**PROVIDED PASSAGE**

>> begin

Multipolar power contactor

Abstract

Disclosed is multipolar power contactor with an electromagnetic drive having an armature, and at least two movable contacts arranged next to one another and connected to the armature. The armature is movable from an open position, where the movable contacts and the fixed contacts are not in contact with one another, into a closed position where the movable contacts come into contact with the fixed contacts. Each movable contact and a corresponding fixed contact, is assigned an arc quenching device, and a plasma barrier having a first and a second barrier is provided between the two movable contacts, whereby one of the two barriers is connected to the armature and the other of the two barriers to a stationary part of the power contactor. The first and the second barrier overlap with one another at least partially in each position of the armature between the open and the closed positions.

Claims

1. A multipolar power contactor (1) with an electromagnetic drive, a movable armature (2) and with at least two movable contacts (4) that are arranged next to one another and connected to the armature (2), whereby corresponding fixed contacts (5) of the power contactor (1) are assigned to the movable contacts (4), whereby the armature (2) can be moved from an open position, in which the movable contacts (4) and the fixed contacts (5) do not come into contact with one another, to a closed position, in which the movable contacts (4) come into contact with the fixed contacts (5), and whereby each contact point, which consists of a movable contact (4) and a corresponding fixed contact (5), is assigned an arc quenching device (6), whereby a plasma barrier is disposed between two movable contacts (4) that are arranged next to one another, whereby the plasma barrier has a first barrier (7) as well as a second barrier (8), whereby one of the two barriers (7) is connected to the armature (2) and the other one of the two barriers (8) to a stationary part (22) of the power contactor (1), and whereby the first barrier (7) and the second barrier (8) overlap at least partially with one another in each position of the armature (2) between the open and the closed position, wherein the armature (2) is connected to an actuation axis (14) made of metal, whereby the actuation axis (14) is enclosed at least partially by a stationary insulation sleeve (12) that is arranged in such a way that a contact of the actuation axis (14) with plasma, which is created by a switching arc that is formed during opening of the contact point, is prevented.

>> end

**EXCERPTED DATA**
>> begin

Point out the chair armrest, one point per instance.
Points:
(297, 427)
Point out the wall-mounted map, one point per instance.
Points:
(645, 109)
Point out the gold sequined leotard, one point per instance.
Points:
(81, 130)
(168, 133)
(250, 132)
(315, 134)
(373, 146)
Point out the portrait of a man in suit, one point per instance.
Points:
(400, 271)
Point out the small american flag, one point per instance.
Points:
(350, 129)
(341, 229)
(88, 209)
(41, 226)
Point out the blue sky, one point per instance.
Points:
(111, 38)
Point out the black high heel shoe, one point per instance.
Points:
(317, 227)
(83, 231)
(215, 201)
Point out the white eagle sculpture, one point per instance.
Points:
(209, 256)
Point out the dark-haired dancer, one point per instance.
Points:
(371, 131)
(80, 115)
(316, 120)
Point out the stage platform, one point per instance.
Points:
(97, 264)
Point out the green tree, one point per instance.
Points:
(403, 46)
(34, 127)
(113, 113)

>> end

**TASK REQUIREMENTS**
A. What does the contactor text say the actuation axis is made of?
B. Reproduce the part of the contactor text between "Disclosed is multipolar" and "the closed positions.", inclusive.

**EXPECTED OUTPUTS**
A. Metal.

B.
Disclosed is multipolar power contactor with an electromagnetic drive having an armature, and at least two movable contacts arranged next to one another and connected to the armature. The armature is movable from an open position, where the movable contacts and the fixed contacts are not in contact with one another, into a closed position where the movable contacts come into contact with the fixed contacts. Each movable contact and a corresponding fixed contact, is assigned an arc quenching device, and a plasma barrier having a first and a second barrier is provided between the two movable contacts, whereby one of the two barriers is connected to the armature and the other of the two barriers to a stationary part of the power contactor. The first and the second barrier overlap with one another at least partially in each position of the armature between the open and the closed positions.